◆ **QUOTED PASSAGE**
━━━━━━━━━━━━━━━━━━━━━━━━━━━━━━

UNITED STATES DISTRICT COURT FOR THE EASTERN DISTRICT OF NEW YORK
May 2, 1969
In the Matter of Joseph A. Kopf, Bankrupt
The opinion of the court was delivered by: BARTELS
BARTELS, District Judge.
This is a petition for review of Referee Rudin's decision upon the meaning of the phrase "legally due and owing" in the 1966 amendment to Section 17(a)(1) of the Bankruptcy Act (11 U.S.C.A. § 35(a)(1)), the pertinent portion of which reads:
" Debts Not Affected by a Discharge. (a) A discharge in bankruptcy shall release a bankrupt from all of his provable debts, whether allowable in full or in part, except such as (1) are taxes which became legally due and owing by the bankrupt to the United States or to any State or any subdivision thereof within three years preceding bankruptcy * * *."
The issue involves a claim for Federal personal income taxes of a bankrupt which was filed as a provable priority claim under Section 64(a)(4) of the Bankruptcy Act, as amended (11 U.S.C.A. § 104(a)(4)) and held dischargable under Section 17(a)(1), as amended, upon the predicate that the taxes became "legally due and owing" within three years preceding bankruptcy.

━━━━━━━━━━━━━━━━━━━━━━━━━━━━━━

◆ **INFORMATION PROVIDED**
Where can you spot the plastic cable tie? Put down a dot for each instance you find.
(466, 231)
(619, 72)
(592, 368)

━━━━━━━━━━━━━━━━━━━━━━━━━━━━━━

◆ **REQUIRED TASKS**
A: Reproduce the bankruptcy opinion verbatim, everything from "UNITED STATES DISTRICT" down to "BARTELS, District Judge.".
B: Answer these questions from the bankruptcy opinion:
(i) On what date was the opinion delivered?
(ii) Whose decision is the petition asking the court to review?
(iii) Under which section of the Bankruptcy Act was the tax claim filed as a provable priority claim?

◆ **RESPONSES TO THE TASKS**
A:
UNITED STATES DISTRICT COURT FOR THE EASTERN DISTRICT OF NEW YORK
May 2, 1969
In the Matter of Joseph A. Kopf, Bankrupt
The opinion of the court was delivered by: BARTELS
BARTELS, District Judge.

B:
(i) May 2, 1969
(ii) Referee Rudin's
(iii) Section 64(a)(4), as amended (11 U.S.C.A. § 104(a)(4))